*** Block opens ***

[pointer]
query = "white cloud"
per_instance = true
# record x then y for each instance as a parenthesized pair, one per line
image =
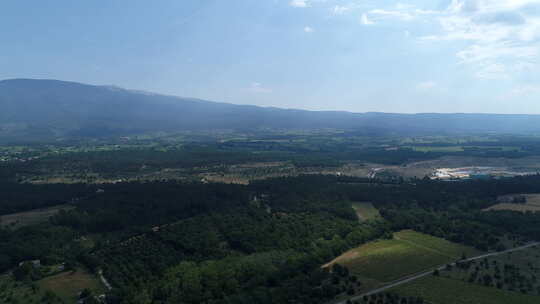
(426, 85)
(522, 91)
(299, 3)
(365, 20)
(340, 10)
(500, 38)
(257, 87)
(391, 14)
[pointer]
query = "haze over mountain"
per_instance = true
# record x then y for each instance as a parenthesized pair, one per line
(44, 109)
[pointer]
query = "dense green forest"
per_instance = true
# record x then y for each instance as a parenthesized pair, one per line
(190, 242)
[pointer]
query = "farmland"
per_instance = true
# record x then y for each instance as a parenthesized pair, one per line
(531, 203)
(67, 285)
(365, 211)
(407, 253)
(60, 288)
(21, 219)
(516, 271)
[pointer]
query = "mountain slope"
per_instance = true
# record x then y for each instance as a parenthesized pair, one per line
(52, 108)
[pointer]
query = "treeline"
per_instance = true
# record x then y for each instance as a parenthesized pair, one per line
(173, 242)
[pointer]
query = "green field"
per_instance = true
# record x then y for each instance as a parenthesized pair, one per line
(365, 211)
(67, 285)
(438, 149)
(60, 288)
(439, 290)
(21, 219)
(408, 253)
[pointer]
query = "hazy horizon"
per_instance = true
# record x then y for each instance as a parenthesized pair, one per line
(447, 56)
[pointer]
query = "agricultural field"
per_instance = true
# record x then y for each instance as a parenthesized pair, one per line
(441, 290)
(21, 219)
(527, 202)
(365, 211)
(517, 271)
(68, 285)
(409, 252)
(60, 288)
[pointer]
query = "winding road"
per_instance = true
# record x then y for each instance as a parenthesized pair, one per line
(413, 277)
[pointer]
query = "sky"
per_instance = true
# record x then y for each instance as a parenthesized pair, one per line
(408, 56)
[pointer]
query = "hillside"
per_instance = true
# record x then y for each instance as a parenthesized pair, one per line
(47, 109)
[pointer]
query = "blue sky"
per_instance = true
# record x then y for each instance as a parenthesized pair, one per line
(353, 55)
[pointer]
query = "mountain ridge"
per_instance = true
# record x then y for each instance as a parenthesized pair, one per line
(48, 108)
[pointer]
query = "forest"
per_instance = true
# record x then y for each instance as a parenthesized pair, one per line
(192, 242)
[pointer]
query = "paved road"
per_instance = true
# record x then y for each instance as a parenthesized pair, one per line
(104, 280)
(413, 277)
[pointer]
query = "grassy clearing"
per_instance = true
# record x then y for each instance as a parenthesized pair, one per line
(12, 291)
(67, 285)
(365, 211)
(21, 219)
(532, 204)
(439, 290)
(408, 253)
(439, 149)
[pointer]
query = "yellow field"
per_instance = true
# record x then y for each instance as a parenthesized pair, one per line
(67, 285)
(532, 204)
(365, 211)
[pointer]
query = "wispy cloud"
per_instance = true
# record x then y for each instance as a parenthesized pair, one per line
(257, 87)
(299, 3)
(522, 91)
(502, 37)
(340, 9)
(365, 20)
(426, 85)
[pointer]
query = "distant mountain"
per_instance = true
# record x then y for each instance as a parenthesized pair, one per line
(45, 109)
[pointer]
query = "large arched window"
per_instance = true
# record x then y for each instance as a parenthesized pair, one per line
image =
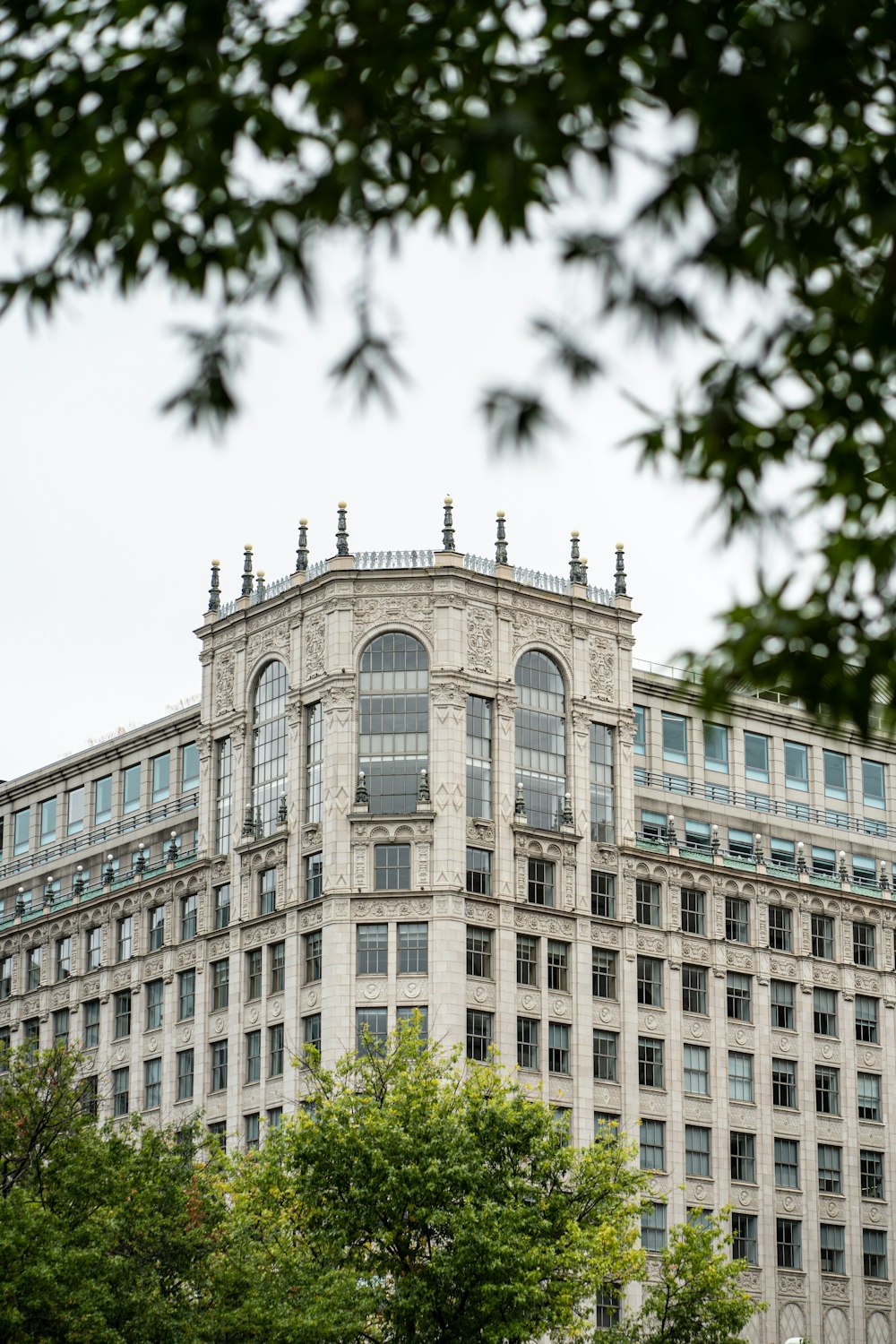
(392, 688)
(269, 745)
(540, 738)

*** Block closes ***

**TASK TO CARRY OUT**
Repeat each of the records exactly as written, except for the pictures, which are to be left out.

**ANSWER**
[pointer]
query = "white cloud"
per_instance = true
# record x then y for each instance as a parenthesized pair, one per line
image =
(426, 85)
(522, 91)
(299, 3)
(365, 20)
(340, 10)
(500, 38)
(257, 87)
(391, 14)
[pointer]
query = "haze over mountain"
per_instance = true
# record x then y for each instance as a parenthesized pair, one per line
(44, 109)
[pointer]
query = "dense green forest"
per_instance = true
# record x then y for each instance as a parenthesized pair, one per line
(190, 242)
[pointer]
query = "farmland"
per_instance = true
# record x then y for each instance as a parenthesized pair, one per line
(531, 203)
(67, 285)
(365, 211)
(407, 253)
(60, 288)
(21, 219)
(516, 271)
[pointer]
query = "mountain slope"
per_instance = true
# record x then y for each instance as a parenthesized pair, one per line
(52, 108)
[pointer]
query = "treeline"
per_instance = true
# record x then y for each instance as a parenthesized pair, one per line
(173, 242)
[pointer]
query = "green field"
per_instance = true
# record x then y for each instance as a parenthesized pair, one per line
(365, 211)
(67, 285)
(438, 149)
(60, 288)
(439, 290)
(21, 219)
(408, 253)
[pointer]
query = "hazy horizon"
per_instance = true
# record x then y for each instance as a parenthesized pair, one per line
(447, 56)
[pointer]
query = "agricultural field"
per_instance = true
# record x then y for each instance as a parenthesized pair, one per line
(441, 290)
(21, 219)
(527, 202)
(365, 211)
(517, 271)
(68, 285)
(409, 252)
(60, 288)
[pointer]
query = "winding road"
per_instance = true
# record x then y for each instance as a parenthesized pair, one per line
(413, 277)
[pointer]
query = "sky"
per_instance = true
# record x then y for each instance as a parenthesized pair, one per line
(408, 56)
[pointer]
query = "hillside"
per_instance = true
# record x then y for each instance as a parenthesized pair, one per line
(47, 109)
[pointer]
query = "blue sky"
per_instance = true
# record x then y for each instance as a parenthesized pair, one per line
(353, 55)
[pointer]
query = "mountain ridge"
per_instance = true
# record x then y for each instance as a parenthesized pair, one per line
(48, 108)
[pointer]
query = "forest"
per_instance = true
# record x then y for each instance as a parenthesized pair, one per line
(192, 242)
[pointer]
query = "paved road"
per_instance = true
# record x then y for each instance as a parenthesized pair, one per line
(104, 280)
(413, 277)
[pointer]
query = "grassy clearing"
per_instance = true
# record x then y for each instance as a parenthesized pair, one per line
(12, 291)
(67, 285)
(365, 211)
(21, 219)
(532, 204)
(439, 290)
(408, 253)
(439, 149)
[pointer]
query = "yellow field"
per_instance = true
# record x then y for each instance as a parenthesized pair, one per line
(67, 285)
(532, 204)
(365, 211)
[pointer]
query = "wispy cloud"
per_instance = true
# record x then y for each instance as a parenthesized pair, one per line
(257, 87)
(299, 3)
(522, 91)
(502, 37)
(340, 9)
(365, 20)
(426, 85)
[pointer]
query = "distant mountain"
per_instance = true
# record x then y for each instance as a parenthesized pair, one per line
(45, 109)
[pointer]
query = "large arched window"
per_instance = true
# record x then y for each instance as a parenthesized pair, one per line
image =
(392, 688)
(269, 745)
(540, 738)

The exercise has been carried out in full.